TASK
Return every line below that contains the word "negative", copied in full.

GIVEN DATA
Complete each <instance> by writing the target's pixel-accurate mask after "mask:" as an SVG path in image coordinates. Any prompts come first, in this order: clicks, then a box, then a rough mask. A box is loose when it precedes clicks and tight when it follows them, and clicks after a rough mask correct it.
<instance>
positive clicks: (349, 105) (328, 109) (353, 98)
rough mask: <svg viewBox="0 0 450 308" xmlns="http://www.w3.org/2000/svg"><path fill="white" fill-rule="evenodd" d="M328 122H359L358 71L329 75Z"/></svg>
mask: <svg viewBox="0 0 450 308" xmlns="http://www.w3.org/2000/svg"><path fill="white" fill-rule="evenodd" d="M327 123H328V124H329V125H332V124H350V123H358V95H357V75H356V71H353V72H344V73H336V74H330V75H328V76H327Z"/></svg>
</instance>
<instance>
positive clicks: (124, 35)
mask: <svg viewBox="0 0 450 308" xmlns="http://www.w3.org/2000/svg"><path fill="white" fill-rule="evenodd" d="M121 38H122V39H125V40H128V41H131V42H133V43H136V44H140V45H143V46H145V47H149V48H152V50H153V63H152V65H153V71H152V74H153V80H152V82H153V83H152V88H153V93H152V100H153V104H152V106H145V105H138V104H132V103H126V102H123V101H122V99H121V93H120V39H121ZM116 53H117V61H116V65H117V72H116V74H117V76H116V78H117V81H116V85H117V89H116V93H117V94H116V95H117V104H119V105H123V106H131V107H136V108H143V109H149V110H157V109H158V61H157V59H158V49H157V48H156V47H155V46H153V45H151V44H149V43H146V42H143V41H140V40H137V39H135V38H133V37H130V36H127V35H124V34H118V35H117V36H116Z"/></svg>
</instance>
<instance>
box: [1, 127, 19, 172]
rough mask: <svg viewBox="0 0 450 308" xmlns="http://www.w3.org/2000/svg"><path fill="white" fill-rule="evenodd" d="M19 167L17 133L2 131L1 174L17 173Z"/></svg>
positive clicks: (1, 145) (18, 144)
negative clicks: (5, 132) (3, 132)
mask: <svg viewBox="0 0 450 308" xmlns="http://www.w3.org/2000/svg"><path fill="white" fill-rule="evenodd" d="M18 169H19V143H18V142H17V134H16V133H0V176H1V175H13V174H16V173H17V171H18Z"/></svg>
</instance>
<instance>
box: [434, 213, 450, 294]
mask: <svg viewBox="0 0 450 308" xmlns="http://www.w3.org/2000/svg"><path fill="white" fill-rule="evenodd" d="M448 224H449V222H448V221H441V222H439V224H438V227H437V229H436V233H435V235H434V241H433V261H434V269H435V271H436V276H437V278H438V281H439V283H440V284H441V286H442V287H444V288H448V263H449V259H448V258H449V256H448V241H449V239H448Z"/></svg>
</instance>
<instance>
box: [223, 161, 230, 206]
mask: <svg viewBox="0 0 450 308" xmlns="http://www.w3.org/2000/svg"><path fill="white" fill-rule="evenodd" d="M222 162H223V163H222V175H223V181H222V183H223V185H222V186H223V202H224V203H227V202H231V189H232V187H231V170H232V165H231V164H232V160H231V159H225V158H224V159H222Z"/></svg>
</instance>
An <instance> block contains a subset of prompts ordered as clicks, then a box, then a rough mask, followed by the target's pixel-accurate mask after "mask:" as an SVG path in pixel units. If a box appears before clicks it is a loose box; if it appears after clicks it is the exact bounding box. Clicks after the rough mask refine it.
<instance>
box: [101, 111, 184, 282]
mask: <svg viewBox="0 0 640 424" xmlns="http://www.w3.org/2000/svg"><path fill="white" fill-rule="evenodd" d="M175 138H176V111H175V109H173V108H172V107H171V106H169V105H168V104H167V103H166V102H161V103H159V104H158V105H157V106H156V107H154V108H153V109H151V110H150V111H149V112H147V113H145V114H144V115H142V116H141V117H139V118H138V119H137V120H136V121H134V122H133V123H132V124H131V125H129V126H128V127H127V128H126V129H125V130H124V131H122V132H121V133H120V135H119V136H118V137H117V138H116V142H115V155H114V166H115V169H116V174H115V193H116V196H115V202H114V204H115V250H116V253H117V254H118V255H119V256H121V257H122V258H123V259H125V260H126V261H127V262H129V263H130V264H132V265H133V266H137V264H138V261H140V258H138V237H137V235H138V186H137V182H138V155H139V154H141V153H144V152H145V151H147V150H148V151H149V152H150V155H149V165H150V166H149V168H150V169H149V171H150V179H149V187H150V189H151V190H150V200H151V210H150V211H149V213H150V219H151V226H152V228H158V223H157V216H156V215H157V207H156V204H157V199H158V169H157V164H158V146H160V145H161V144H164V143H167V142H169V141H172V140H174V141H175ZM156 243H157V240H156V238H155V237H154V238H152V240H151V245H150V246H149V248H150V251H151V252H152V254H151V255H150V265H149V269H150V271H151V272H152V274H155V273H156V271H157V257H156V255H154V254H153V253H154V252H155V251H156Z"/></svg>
--
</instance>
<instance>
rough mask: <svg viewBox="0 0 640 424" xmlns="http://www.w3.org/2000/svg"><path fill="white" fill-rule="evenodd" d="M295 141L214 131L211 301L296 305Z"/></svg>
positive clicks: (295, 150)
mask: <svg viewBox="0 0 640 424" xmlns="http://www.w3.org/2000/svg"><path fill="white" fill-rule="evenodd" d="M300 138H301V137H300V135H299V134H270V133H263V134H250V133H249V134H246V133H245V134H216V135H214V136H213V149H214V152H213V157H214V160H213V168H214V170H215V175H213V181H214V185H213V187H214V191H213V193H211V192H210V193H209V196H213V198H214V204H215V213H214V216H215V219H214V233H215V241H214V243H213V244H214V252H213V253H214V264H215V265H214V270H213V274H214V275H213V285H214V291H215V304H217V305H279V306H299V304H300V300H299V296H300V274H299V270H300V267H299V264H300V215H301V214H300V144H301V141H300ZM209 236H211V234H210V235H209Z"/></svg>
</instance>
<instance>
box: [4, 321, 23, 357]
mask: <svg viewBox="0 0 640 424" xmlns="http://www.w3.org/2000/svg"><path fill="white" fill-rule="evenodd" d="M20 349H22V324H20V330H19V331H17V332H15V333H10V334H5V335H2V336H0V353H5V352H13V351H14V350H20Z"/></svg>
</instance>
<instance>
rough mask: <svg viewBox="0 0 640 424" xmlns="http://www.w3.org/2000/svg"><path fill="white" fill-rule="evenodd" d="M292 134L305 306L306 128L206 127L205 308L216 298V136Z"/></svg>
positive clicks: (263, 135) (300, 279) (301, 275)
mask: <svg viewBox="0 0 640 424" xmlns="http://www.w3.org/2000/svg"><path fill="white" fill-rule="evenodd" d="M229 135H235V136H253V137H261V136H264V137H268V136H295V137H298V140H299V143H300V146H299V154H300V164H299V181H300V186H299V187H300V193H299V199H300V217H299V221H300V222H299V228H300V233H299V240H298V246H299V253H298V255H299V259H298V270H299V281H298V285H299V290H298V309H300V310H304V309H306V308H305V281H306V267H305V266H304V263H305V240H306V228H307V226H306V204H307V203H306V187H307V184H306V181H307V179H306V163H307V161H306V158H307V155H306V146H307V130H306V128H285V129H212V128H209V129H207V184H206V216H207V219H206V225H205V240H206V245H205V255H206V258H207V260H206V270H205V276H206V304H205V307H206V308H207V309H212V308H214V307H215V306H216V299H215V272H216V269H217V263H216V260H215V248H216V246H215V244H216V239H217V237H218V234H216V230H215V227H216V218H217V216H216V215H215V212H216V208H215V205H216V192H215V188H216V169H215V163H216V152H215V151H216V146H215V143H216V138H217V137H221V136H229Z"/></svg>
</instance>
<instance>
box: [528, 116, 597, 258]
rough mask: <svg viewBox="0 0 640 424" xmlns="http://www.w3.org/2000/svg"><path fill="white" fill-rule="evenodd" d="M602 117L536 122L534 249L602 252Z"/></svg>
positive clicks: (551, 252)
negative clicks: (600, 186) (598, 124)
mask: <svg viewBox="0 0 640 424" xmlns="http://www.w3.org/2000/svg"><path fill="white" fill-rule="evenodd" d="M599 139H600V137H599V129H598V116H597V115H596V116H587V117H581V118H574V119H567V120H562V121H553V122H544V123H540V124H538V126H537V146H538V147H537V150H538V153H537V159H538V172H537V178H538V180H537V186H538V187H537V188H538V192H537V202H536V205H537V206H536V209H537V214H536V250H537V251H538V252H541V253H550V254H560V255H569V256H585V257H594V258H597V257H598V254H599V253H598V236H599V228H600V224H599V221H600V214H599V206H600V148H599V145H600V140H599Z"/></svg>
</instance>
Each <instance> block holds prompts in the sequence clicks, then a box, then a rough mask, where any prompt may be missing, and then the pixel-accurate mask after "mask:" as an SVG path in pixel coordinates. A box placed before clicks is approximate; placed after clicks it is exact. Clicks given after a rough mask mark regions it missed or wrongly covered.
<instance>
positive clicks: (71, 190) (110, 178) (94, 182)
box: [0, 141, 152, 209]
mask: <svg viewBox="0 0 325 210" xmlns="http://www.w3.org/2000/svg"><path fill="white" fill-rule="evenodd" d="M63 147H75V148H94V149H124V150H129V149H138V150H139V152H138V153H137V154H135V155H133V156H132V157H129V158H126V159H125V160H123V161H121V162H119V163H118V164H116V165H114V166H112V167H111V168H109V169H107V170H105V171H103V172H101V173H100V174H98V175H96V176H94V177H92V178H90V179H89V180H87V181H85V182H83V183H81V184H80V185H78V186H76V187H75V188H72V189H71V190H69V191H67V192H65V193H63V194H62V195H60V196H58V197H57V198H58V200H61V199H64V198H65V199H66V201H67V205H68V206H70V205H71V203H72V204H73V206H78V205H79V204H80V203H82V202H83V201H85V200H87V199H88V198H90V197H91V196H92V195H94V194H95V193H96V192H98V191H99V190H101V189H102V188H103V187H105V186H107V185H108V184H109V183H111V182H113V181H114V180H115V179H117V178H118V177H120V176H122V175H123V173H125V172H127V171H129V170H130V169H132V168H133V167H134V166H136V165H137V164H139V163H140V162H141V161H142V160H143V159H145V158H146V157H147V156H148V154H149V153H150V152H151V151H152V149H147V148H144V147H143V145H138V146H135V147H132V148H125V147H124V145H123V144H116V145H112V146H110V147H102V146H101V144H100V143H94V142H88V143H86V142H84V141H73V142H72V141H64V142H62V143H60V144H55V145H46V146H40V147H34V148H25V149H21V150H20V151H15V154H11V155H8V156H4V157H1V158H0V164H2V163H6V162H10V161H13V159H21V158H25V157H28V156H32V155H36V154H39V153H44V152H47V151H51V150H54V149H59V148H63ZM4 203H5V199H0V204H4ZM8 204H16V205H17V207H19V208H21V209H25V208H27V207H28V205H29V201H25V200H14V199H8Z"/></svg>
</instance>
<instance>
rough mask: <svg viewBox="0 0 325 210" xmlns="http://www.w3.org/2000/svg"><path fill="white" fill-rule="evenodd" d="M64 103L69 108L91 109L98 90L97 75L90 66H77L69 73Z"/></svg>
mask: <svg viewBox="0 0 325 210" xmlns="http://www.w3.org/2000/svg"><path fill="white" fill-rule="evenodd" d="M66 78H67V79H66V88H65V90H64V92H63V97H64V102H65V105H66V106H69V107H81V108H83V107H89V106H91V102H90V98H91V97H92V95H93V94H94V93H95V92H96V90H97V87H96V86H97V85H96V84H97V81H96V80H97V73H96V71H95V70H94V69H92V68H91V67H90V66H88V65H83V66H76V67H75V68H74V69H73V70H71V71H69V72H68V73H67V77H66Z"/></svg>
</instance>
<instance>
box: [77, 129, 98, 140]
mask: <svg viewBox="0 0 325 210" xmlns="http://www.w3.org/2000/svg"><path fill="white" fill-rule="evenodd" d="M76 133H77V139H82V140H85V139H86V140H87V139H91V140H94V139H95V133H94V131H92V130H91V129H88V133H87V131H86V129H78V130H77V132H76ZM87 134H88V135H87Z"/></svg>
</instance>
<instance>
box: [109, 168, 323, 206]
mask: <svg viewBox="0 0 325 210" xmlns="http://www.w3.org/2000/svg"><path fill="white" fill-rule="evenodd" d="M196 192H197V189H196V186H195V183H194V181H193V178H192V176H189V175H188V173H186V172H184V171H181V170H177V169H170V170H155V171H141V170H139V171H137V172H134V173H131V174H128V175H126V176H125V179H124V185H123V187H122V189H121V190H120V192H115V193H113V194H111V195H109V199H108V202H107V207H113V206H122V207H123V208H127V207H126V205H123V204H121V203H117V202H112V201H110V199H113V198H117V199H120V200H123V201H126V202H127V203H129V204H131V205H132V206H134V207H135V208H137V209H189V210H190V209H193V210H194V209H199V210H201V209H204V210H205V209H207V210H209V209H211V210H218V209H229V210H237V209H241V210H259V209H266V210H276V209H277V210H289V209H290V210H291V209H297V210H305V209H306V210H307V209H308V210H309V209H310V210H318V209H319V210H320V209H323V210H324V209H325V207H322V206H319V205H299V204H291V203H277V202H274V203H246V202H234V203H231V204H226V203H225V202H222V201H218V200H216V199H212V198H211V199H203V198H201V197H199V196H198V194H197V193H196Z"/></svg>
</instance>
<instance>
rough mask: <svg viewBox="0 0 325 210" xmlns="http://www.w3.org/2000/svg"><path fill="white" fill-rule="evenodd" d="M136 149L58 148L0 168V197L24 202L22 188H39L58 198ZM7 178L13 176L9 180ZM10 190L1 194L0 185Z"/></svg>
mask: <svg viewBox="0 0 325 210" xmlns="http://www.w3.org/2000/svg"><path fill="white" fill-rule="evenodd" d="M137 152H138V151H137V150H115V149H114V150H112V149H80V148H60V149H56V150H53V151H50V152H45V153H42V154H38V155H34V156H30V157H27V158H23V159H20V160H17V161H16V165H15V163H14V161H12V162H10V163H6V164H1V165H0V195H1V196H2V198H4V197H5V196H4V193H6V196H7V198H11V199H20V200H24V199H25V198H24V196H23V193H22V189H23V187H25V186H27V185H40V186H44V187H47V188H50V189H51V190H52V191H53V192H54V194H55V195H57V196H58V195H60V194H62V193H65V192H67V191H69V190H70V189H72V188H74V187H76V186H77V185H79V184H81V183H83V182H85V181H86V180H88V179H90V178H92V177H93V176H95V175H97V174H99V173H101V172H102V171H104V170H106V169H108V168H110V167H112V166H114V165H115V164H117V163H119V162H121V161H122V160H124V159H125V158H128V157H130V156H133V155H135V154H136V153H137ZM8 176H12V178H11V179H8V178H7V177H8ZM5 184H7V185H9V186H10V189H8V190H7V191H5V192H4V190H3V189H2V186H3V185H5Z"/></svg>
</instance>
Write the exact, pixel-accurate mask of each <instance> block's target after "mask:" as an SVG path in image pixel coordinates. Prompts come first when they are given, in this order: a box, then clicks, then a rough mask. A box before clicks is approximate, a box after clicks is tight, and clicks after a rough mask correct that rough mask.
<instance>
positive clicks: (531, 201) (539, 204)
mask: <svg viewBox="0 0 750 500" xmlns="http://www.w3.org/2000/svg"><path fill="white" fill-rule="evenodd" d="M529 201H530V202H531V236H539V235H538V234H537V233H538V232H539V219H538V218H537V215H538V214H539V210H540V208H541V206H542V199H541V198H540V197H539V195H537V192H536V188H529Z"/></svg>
---
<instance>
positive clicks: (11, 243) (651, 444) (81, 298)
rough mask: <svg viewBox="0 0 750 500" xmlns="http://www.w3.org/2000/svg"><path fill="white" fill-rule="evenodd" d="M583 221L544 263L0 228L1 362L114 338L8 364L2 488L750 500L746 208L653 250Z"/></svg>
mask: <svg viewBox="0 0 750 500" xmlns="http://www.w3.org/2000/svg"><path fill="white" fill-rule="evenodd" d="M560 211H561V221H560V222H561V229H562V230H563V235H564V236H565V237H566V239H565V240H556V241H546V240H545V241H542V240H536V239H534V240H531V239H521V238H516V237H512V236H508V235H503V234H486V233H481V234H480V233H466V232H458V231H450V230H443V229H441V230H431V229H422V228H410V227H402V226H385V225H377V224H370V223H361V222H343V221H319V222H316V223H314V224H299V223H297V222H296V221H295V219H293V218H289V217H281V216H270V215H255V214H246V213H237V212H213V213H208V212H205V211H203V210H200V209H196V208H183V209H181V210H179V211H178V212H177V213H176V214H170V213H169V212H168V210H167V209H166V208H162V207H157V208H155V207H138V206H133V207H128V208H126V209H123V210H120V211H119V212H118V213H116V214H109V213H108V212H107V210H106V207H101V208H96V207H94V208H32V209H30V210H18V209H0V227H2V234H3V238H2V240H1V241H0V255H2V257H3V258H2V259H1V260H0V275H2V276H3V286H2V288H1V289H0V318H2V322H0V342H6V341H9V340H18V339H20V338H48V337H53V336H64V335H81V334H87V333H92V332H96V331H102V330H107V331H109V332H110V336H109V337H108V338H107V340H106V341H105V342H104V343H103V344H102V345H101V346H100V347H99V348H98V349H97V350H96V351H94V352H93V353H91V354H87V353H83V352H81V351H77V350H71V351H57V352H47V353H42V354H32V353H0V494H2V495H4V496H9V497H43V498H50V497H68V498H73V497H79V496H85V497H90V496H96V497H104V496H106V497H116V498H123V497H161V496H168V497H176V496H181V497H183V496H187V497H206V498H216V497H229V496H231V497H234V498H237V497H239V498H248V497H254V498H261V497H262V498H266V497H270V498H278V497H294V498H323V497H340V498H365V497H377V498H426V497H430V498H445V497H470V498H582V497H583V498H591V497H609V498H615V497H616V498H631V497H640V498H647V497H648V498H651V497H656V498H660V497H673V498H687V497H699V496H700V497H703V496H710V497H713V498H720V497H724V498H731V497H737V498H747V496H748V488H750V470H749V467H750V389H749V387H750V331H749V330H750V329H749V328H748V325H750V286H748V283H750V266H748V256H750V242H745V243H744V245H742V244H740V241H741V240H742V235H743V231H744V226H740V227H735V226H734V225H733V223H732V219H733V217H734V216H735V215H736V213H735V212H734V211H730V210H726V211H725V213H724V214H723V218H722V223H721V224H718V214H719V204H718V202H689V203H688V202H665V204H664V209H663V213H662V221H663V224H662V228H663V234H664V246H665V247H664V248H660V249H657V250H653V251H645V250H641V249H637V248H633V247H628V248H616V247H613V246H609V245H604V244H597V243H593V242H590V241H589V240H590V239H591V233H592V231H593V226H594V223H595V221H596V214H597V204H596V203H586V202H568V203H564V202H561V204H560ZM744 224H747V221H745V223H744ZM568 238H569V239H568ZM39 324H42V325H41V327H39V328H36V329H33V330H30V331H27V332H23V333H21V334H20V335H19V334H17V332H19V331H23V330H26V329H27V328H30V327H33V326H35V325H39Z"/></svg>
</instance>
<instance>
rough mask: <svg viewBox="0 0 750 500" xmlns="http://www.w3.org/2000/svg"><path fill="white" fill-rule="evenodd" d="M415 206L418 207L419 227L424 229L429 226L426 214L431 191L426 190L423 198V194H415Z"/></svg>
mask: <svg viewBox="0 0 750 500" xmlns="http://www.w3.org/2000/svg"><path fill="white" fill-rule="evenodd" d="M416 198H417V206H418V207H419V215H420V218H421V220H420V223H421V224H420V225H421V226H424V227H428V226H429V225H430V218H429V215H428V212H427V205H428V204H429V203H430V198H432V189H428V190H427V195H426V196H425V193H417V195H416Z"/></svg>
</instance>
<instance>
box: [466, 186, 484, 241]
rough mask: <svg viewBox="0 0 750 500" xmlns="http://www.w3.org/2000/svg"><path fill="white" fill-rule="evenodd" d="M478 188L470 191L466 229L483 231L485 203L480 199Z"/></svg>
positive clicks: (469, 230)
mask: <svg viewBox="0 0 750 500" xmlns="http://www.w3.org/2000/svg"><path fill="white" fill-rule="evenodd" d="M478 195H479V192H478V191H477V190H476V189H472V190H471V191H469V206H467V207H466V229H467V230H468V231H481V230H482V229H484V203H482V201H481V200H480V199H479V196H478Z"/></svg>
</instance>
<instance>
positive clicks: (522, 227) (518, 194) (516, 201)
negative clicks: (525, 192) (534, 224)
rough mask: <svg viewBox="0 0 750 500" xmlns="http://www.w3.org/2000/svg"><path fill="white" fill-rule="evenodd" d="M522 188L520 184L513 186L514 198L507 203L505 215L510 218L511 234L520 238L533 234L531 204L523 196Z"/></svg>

SOLUTION TO THE PROBLEM
negative clicks: (5, 132) (3, 132)
negative clicks: (600, 186) (598, 124)
negative clicks: (525, 192) (534, 224)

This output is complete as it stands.